Selected extract
..........

With RSTP, one of the link will always be blocked. RSTP is completely VLAN-agnostic.

by putting VLANs 1002 and 2002 in different MSTP instances on that access switch, it would work the same as with PVSTP

Not by itself. With MSTP you need to use different root bridges in each instance to get different spanning trees, or use different port priorities to move the active link to the other port pair. Note that RPVST+ also requires tweaking to utilize different links for different VLANs.

Wouldn't the RSTP switch just see a different BPDU on each port, and the MSTP switch be keeping the BPDUs from the RSTP switch in separate spanning-trees?

RSTP interoperates only with the MSTP common instance.

Does running two MSTP instances on one switch and RSTP on the other switch not work?

The common denominator is RSTP which always blocks (all but) one link.

after adding the VLANs to their respective MSTP instances, the ports they're on still reside in the CIST as well, but I can't seem to find a way to remove them

As Ricky has already pointed out, MSTP instances require identical configurations on all region switches in order to work. Likely, there's a fallback to RSTP, check the log.

Since you seem to be running those VLANs only in order to get routed links, you should consider turning off MSTP/RSTP on these ports. If the switches permit, routed ports would also work as they don't participate in xSTP.

MSTP instances would work but require MSTP in both sides. Limited to RSTP, there's not much else you can do.

(LACP) LAG would also work between two switches, but it would connect each VLAN over each physical link, removing your control over the physical distribution.

..........

Given material
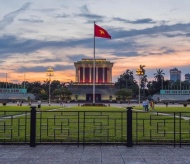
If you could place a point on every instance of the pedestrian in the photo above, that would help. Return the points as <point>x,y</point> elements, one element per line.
<point>152,104</point>
<point>144,105</point>
<point>39,103</point>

..........

Given request
Please write out the part of the spanning-tree passage that opens with the words containing "by putting VLANs" and closes with "switch not work?". The data has no connection to the spanning-tree passage.

Answer for this exercise
by putting VLANs 1002 and 2002 in different MSTP instances on that access switch, it would work the same as with PVSTP

Not by itself. With MSTP you need to use different root bridges in each instance to get different spanning trees, or use different port priorities to move the active link to the other port pair. Note that RPVST+ also requires tweaking to utilize different links for different VLANs.

Wouldn't the RSTP switch just see a different BPDU on each port, and the MSTP switch be keeping the BPDUs from the RSTP switch in separate spanning-trees?

RSTP interoperates only with the MSTP common instance.

Does running two MSTP instances on one switch and RSTP on the other switch not work?